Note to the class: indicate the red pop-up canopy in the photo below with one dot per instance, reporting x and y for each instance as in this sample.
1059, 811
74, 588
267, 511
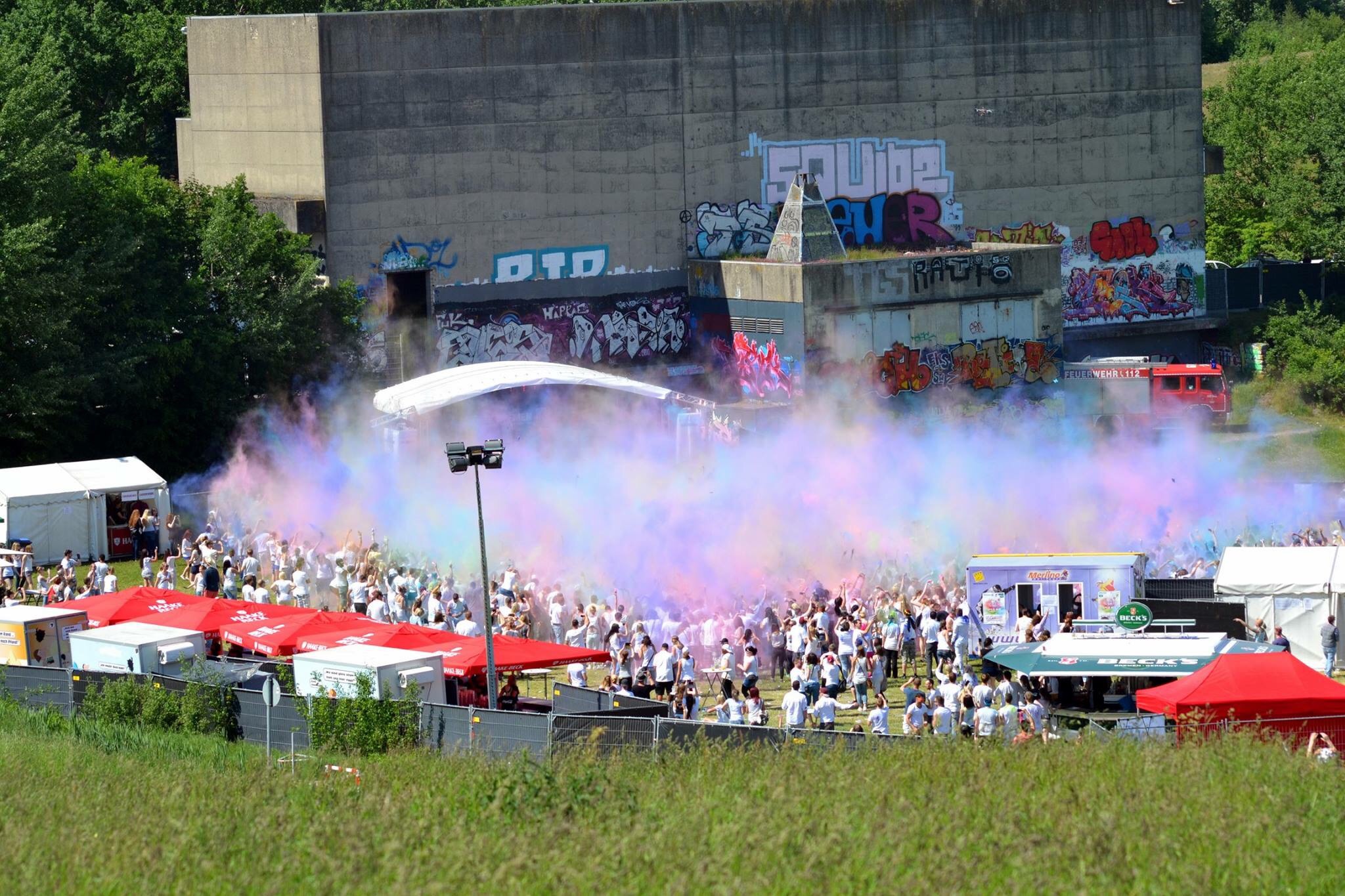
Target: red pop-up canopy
131, 603
462, 656
280, 637
209, 616
1246, 687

ABOUT THIS EXERCISE
An exact copy of all the records is required, with the pictures omitted.

TASK ANSWER
Note to the class: indicate the red pop-up canopy in the photo below with one dot per instance, reporting x and y for each instance as in this sample.
1059, 811
74, 588
267, 511
Target: red pop-up canopy
131, 603
462, 656
280, 637
209, 616
1246, 687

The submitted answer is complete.